START Source document
What have you gained from your blogging experience? Did you make friends? Did you attract hate mail for being so brutally honest?

Motherhood is often lonely, and you miss meeting real people and having real conversations that stimulate you. The blog gave me that. Yes, I did make a few enemies, but the number of friends I made more than made up for that. I once got a hate mail from someone for standing up for stay-at-home motherhood. I should have saved that email. She completely missed the point and thought I was pointing a finger at working moms. It was ridden with angst, that email, and she lashed out at me like I was some privileged woman sitting at home, painting my nails.

What exactly do you make of motherhood? What do you think of the narratives around it in popular culture?

I think it’s one way of reconstructing yourself and reexamining your priorities. Unfortunately, the narratives are either steeped in the emotion of nurturing or the other extreme — feminism. No one is looking at the lighter side of it, or perhaps doesn’t talk about it for fear of belittling what is supposed to be a very pure experience. I enjoyed being a child through being a mother, it is not normal for every woman. To each, her own. The book came up mostly out of the frustration that there was nothing funny or real for a pregnant woman to read in our space. Most of the reading material is just clinical crap or purple-prose diaries of new mothers. Real life is something else, and motherhood is not the most beatific state of your life. It is work. It is drudgery. It’s hard and not always rewarding. And it’s about time women spoke about what really goes on and stopped pretending that everything is bliss once they hold the baby in their hands, as they have been trained to believe.

As a mother still clearly struggling to be one, what would you tell young women who are scared of losing themselves in the ‘all-sacrificing’ job of motherhood?

Precisely that. Don’t lose yourself. And don’t be a mom because it is the right thing to do at a certain age. I think for a mother at any age, it is important to find a space that is your own, and not lose oneself in the motions of motherhood. Get the men on board. That’s a start.

Should men also read your book? Won’t it scare their pants off?

Of course they should. Of course it should scare their pants off. Being a father improves men’s equity tremendously, but they should also be willing to do the work.
END Source document
→ Task directions: Write out the interview on motherhood in full, word for word.
START Supplied material
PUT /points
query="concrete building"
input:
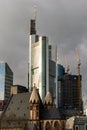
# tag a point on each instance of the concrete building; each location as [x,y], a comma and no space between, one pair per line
[6,81]
[69,92]
[26,111]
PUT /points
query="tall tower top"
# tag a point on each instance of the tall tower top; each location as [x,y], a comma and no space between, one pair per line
[33,21]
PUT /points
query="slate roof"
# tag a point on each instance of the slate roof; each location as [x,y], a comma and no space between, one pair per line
[18,107]
[48,98]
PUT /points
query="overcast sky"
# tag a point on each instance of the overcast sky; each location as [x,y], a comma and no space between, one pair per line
[63,21]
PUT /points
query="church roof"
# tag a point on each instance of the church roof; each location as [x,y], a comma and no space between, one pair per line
[48,98]
[18,107]
[34,98]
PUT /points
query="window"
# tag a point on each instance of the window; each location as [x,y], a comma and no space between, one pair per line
[85,126]
[76,127]
[47,127]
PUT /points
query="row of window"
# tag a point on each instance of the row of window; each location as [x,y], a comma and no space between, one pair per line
[78,128]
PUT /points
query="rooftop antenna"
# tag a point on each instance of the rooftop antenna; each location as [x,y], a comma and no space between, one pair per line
[67,64]
[79,78]
[57,55]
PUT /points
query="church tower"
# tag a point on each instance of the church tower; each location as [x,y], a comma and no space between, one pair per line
[35,107]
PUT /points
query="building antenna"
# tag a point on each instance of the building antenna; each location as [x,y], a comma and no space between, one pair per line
[79,78]
[35,11]
[67,64]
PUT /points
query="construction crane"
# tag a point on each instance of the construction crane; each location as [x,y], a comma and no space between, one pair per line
[67,64]
[79,79]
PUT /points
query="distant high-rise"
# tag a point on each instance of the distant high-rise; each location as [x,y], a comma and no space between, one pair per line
[48,75]
[6,81]
[38,61]
[68,92]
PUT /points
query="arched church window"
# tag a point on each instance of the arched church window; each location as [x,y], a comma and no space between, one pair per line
[48,127]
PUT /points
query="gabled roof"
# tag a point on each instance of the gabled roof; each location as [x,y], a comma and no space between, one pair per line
[18,107]
[48,98]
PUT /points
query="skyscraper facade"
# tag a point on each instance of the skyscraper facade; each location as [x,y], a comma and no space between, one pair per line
[38,61]
[47,75]
[6,81]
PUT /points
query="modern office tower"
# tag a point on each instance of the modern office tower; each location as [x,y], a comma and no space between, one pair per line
[69,92]
[6,81]
[38,61]
[15,89]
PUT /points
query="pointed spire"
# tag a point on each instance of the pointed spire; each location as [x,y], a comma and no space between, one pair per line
[35,10]
[48,98]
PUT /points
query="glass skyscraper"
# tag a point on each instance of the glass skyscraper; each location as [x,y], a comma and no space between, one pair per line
[6,81]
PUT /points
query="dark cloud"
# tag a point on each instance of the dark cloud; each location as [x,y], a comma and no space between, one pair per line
[63,21]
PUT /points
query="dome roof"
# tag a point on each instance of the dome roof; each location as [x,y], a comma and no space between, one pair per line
[48,98]
[34,98]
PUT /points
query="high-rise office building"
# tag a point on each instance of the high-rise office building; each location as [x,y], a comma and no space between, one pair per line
[38,61]
[6,81]
[47,75]
[68,92]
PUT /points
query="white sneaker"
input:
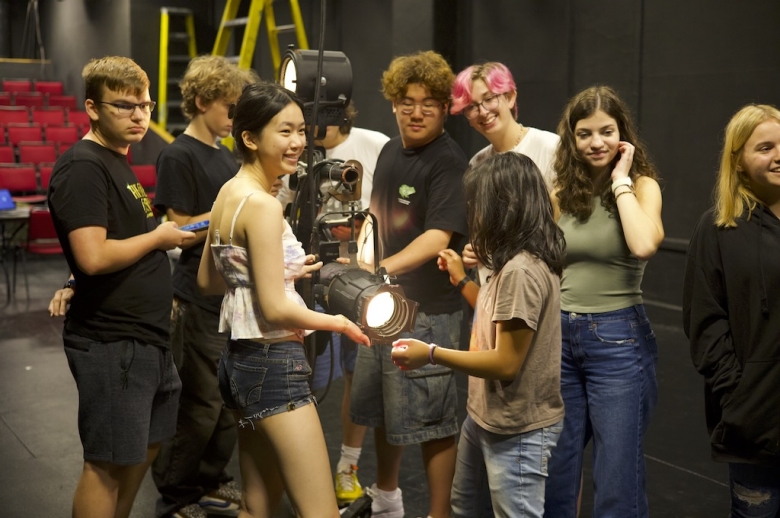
END Supplied material
→ Result for this task:
What have you gained from your blogging experience? Did you make friends? Did you attract hate mail for being so brutally honest?

Motherhood is often lonely, and you miss meeting real people and having real conversations that stimulate you. The blog gave me that. Yes, I did make a few enemies, but the number of friends I made more than made up for that. I once got a hate mail from someone for standing up for stay-at-home motherhood. I should have saved that email. She completely missed the point and thought I was pointing a finger at working moms. It was ridden with angst, that email, and she lashed out at me like I was some privileged woman sitting at home, painting my nails.

What exactly do you make of motherhood? What do you think of the narratives around it in popular culture?

I think it’s one way of reconstructing yourself and reexamining your priorities. Unfortunately, the narratives are either steeped in the emotion of nurturing or the other extreme — feminism. No one is looking at the lighter side of it, or perhaps doesn’t talk about it for fear of belittling what is supposed to be a very pure experience. I enjoyed being a child through being a mother, it is not normal for every woman. To each, her own. The book came up mostly out of the frustration that there was nothing funny or real for a pregnant woman to read in our space. Most of the reading material is just clinical crap or purple-prose diaries of new mothers. Real life is something else, and motherhood is not the most beatific state of your life. It is work. It is drudgery. It’s hard and not always rewarding. And it’s about time women spoke about what really goes on and stopped pretending that everything is bliss once they hold the baby in their hands, as they have been trained to believe.

As a mother still clearly struggling to be one, what would you tell young women who are scared of losing themselves in the ‘all-sacrificing’ job of motherhood?

Precisely that. Don’t lose yourself. And don’t be a mom because it is the right thing to do at a certain age. I think for a mother at any age, it is important to find a space that is your own, and not lose oneself in the motions of motherhood. Get the men on board. That’s a start.

Should men also read your book? Won’t it scare their pants off?

Of course they should. Of course it should scare their pants off. Being a father improves men’s equity tremendously, but they should also be willing to do the work.